• **What the exercise asks**: Pull out every line of the items below that contains the string "decorative". Treat case as significant.

• **Dataset records**:
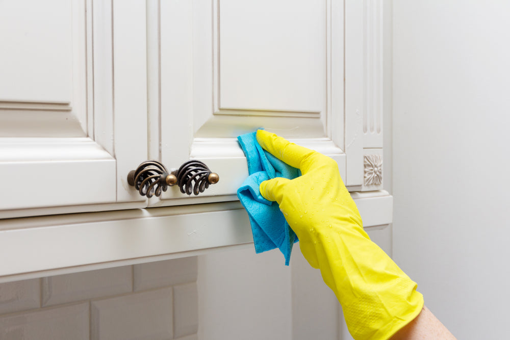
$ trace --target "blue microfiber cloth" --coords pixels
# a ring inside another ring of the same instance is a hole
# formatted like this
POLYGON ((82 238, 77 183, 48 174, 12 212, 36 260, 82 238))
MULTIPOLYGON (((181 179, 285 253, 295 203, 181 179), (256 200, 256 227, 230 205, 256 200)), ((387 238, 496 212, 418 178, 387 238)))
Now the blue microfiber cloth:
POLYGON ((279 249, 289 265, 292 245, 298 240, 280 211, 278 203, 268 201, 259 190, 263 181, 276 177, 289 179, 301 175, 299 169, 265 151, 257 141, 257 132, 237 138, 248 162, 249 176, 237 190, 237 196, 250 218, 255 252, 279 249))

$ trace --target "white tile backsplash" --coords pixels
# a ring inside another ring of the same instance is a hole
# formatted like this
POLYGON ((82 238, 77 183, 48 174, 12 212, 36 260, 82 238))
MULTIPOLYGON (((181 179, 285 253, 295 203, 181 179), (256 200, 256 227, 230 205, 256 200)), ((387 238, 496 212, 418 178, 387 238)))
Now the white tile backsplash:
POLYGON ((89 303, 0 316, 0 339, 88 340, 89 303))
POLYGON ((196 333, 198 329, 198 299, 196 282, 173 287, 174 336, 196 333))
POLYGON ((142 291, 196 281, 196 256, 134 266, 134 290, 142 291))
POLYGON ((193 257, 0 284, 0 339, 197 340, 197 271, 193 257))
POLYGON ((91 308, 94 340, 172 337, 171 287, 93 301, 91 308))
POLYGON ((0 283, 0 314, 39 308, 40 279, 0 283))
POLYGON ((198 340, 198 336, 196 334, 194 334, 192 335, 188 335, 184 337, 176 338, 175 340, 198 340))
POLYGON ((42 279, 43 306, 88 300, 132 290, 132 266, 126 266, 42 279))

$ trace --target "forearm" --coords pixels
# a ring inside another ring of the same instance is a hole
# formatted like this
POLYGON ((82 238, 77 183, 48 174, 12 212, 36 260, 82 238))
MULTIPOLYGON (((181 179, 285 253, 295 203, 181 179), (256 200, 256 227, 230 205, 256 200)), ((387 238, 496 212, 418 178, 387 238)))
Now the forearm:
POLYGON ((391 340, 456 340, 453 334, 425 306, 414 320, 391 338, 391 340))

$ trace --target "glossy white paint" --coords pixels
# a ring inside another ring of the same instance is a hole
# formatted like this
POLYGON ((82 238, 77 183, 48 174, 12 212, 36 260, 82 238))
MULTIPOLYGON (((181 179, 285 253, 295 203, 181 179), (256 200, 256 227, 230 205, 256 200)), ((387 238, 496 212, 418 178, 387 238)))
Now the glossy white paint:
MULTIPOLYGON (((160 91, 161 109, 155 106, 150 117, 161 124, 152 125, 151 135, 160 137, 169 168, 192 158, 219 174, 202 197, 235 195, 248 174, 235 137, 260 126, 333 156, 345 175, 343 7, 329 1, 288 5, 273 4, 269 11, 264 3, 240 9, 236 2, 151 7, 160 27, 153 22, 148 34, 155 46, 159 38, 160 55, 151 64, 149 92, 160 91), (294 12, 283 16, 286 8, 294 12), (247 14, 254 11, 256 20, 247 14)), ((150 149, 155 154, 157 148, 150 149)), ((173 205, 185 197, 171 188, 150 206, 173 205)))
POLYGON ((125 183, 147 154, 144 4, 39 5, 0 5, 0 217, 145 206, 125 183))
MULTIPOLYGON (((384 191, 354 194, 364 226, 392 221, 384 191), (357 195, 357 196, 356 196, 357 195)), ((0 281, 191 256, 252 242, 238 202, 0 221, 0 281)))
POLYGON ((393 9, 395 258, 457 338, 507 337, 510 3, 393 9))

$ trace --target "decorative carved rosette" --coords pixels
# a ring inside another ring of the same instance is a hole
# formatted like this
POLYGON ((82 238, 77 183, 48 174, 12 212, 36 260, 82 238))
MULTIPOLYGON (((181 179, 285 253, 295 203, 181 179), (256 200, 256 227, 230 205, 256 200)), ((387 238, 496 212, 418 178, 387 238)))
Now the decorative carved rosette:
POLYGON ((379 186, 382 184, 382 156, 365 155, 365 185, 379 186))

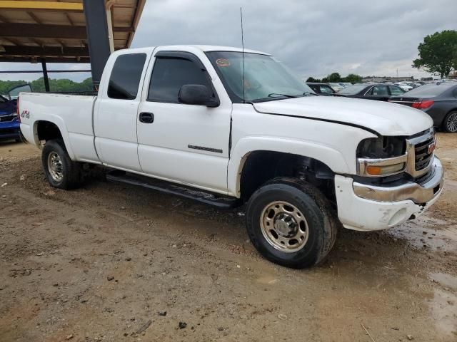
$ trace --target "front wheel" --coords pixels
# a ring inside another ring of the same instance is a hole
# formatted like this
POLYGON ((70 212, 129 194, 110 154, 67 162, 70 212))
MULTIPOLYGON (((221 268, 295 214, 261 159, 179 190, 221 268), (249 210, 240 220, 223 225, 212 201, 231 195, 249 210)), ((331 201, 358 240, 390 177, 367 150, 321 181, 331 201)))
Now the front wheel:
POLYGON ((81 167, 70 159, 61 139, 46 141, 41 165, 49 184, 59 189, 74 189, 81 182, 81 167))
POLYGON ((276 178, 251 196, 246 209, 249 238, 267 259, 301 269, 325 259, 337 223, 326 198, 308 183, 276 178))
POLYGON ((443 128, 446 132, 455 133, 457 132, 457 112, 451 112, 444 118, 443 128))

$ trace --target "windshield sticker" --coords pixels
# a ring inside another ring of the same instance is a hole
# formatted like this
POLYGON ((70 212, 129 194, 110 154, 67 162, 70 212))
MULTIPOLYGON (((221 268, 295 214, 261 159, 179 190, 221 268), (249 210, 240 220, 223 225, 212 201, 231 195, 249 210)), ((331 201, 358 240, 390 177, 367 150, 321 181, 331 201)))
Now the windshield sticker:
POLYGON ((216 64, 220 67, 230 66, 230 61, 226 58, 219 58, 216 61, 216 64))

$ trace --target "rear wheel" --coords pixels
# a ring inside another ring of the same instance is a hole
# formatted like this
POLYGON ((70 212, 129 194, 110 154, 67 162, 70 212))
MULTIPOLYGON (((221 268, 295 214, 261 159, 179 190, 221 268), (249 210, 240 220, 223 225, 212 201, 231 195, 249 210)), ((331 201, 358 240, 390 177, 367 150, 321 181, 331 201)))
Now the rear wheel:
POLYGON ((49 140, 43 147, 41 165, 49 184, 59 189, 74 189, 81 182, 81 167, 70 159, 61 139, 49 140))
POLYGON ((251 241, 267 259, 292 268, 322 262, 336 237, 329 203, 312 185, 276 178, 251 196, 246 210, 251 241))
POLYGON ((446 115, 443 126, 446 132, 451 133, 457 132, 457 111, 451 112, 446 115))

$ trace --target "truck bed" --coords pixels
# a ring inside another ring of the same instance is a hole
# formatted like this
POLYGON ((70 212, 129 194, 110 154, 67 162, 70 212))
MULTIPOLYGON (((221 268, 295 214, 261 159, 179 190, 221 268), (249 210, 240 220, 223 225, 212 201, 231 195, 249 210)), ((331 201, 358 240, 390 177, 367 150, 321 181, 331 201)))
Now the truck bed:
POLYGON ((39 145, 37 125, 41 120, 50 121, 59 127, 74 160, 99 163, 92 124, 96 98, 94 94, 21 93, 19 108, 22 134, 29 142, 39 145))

==

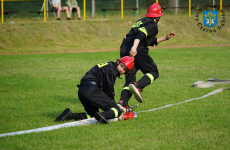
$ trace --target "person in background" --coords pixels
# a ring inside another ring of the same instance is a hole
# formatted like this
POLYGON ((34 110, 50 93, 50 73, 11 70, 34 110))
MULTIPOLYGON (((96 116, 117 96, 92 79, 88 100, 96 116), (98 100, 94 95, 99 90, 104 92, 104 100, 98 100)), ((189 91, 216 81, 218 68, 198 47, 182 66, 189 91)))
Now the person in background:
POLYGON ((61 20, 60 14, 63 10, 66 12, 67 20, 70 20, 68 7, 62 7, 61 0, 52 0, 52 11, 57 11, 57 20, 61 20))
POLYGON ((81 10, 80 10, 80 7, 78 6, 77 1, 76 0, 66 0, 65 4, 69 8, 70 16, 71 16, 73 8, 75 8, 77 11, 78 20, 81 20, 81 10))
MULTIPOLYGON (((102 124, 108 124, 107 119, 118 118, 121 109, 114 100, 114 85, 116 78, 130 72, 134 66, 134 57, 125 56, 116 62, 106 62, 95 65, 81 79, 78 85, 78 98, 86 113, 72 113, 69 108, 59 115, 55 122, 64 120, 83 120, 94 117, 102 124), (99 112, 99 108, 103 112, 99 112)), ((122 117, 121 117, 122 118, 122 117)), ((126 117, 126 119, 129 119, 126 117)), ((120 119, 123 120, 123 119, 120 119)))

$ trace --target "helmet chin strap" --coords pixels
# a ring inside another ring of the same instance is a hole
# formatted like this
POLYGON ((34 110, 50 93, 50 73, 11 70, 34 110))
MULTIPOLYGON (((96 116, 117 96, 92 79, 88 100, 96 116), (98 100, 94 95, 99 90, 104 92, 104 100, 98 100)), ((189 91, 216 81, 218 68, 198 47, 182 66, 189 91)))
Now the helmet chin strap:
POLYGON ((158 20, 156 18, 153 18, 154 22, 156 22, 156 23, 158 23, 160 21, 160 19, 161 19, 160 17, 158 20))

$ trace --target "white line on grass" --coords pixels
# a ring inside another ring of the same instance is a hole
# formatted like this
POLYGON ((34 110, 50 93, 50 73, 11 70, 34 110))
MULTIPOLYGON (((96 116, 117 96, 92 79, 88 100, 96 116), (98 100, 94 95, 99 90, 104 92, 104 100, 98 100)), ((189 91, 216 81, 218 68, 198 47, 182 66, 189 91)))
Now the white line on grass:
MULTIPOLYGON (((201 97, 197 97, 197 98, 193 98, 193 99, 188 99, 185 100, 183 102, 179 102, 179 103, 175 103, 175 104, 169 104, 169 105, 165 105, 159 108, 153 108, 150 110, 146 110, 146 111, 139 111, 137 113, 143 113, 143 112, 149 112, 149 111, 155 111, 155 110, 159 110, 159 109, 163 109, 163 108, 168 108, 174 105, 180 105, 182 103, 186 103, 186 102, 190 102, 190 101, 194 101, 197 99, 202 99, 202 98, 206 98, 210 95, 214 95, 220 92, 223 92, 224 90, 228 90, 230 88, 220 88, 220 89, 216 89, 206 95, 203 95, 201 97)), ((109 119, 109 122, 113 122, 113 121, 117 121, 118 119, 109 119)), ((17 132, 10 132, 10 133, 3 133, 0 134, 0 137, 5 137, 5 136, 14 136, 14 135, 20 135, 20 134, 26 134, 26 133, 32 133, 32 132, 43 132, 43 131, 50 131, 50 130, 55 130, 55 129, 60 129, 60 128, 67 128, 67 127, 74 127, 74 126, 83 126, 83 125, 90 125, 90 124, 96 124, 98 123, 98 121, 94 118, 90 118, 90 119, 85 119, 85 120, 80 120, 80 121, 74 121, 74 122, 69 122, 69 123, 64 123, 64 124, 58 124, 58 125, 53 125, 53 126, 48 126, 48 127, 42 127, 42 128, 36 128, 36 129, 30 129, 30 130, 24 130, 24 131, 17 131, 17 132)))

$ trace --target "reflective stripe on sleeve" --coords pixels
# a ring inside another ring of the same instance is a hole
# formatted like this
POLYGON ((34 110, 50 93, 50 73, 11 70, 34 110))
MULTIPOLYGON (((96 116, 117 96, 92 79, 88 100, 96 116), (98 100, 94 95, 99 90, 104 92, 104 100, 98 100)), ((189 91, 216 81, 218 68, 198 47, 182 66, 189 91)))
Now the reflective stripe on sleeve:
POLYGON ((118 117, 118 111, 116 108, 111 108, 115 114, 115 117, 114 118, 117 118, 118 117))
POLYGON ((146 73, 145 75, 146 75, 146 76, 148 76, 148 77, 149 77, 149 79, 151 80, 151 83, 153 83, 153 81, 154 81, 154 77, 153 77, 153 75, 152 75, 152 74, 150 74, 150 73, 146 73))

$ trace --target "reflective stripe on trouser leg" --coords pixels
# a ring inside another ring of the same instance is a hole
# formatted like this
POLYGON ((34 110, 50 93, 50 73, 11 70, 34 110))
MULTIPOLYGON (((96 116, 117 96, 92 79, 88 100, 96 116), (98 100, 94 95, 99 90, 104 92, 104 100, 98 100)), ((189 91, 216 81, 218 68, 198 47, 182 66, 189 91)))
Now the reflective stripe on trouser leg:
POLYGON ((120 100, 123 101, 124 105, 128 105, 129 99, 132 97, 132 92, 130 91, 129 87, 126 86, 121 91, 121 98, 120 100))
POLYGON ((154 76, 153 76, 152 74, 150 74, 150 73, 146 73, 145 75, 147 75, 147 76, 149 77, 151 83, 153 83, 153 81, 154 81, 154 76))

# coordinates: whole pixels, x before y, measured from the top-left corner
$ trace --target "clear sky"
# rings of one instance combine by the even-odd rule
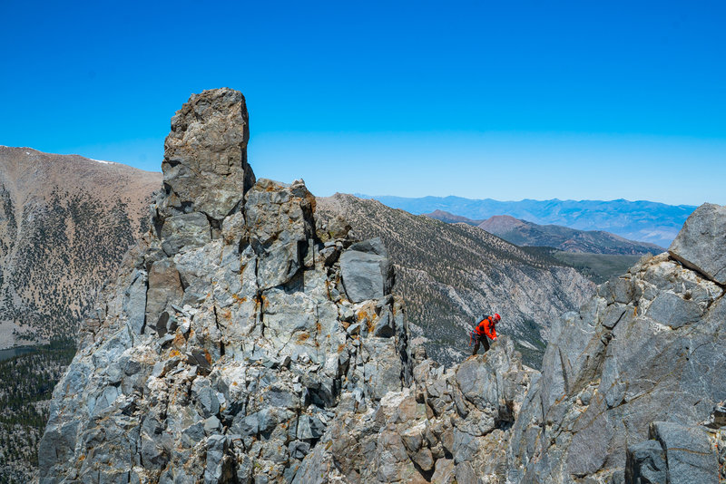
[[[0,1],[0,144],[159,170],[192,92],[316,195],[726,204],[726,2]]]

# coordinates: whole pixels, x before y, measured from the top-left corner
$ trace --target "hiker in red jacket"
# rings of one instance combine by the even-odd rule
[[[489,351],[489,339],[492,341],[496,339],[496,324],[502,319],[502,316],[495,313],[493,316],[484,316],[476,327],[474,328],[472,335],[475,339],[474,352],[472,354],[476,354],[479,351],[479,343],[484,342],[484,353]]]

==

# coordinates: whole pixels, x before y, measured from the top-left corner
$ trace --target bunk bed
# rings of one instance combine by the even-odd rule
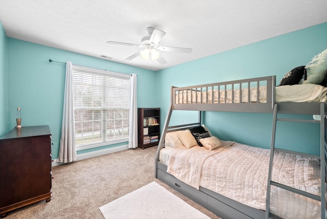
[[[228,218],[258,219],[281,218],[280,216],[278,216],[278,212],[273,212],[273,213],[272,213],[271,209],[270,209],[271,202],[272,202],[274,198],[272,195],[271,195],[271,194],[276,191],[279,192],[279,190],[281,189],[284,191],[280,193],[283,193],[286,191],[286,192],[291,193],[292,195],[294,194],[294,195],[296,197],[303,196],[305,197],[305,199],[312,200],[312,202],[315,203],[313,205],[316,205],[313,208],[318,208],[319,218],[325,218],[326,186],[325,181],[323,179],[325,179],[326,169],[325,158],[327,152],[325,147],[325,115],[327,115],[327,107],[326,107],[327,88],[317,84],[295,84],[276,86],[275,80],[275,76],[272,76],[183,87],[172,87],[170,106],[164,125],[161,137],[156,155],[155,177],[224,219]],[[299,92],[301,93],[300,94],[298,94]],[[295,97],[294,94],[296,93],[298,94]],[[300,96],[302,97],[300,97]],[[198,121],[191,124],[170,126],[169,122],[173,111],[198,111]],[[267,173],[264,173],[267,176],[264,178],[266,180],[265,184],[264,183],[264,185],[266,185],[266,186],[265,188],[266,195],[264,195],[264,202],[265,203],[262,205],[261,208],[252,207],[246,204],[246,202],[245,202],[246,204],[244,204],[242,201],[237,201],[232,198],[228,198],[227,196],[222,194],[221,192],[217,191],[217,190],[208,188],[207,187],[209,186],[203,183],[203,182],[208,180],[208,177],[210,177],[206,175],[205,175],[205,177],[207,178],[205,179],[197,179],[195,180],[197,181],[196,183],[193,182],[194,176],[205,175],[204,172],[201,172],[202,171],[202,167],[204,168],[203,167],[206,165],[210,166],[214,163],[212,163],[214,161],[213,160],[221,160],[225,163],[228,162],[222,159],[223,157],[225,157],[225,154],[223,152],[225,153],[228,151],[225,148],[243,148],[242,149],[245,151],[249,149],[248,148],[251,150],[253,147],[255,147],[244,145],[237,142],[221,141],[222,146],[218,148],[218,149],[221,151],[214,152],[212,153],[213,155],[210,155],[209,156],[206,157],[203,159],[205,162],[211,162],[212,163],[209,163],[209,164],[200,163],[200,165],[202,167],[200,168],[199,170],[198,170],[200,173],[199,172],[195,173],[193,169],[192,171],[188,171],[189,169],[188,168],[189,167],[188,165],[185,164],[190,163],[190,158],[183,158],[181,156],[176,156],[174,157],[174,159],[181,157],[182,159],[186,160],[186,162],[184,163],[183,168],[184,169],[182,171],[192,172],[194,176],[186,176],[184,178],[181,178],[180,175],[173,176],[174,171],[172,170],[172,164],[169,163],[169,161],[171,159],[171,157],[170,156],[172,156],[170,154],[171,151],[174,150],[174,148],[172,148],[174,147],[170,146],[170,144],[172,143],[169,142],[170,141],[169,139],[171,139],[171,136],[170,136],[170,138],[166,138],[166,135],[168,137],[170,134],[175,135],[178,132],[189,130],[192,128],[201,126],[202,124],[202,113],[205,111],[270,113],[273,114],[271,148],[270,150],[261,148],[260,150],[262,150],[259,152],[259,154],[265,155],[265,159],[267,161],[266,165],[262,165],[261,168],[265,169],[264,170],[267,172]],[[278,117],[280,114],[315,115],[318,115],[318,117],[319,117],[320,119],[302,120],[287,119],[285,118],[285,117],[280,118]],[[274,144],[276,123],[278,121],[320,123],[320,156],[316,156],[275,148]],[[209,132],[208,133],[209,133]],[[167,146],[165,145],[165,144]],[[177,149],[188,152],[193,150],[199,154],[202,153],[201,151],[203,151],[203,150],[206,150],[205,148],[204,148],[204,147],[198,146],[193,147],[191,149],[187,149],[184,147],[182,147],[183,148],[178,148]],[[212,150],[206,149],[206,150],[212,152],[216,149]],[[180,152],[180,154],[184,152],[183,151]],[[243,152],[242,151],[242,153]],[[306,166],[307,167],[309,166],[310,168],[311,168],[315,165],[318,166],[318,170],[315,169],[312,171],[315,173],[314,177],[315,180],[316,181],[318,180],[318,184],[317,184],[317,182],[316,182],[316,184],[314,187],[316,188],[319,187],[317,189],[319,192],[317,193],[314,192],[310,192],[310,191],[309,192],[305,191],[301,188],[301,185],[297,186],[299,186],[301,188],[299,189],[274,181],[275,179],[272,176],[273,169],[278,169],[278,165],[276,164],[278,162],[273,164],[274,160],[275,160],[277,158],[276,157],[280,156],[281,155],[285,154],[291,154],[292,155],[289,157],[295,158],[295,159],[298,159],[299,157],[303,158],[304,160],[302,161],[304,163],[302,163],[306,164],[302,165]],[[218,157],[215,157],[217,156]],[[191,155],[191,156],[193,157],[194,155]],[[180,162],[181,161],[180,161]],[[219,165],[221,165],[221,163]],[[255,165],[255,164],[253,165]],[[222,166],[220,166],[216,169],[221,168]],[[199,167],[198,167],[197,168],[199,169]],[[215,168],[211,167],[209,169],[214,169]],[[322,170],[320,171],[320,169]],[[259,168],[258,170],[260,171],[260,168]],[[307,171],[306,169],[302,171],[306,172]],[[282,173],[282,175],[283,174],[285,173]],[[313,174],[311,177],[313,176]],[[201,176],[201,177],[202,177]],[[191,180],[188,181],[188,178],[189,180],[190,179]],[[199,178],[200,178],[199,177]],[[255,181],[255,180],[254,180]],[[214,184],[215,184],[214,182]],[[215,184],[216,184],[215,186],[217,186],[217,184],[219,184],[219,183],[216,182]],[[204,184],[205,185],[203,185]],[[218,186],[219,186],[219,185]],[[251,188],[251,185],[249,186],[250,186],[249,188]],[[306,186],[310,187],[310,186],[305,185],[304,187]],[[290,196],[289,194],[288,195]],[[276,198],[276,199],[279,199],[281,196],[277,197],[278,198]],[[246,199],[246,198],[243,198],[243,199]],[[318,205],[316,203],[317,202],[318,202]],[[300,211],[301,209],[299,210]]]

• **The completed task**:
$ trace --target "decorative carved rosette" --coords pixels
Now the decorative carved rosette:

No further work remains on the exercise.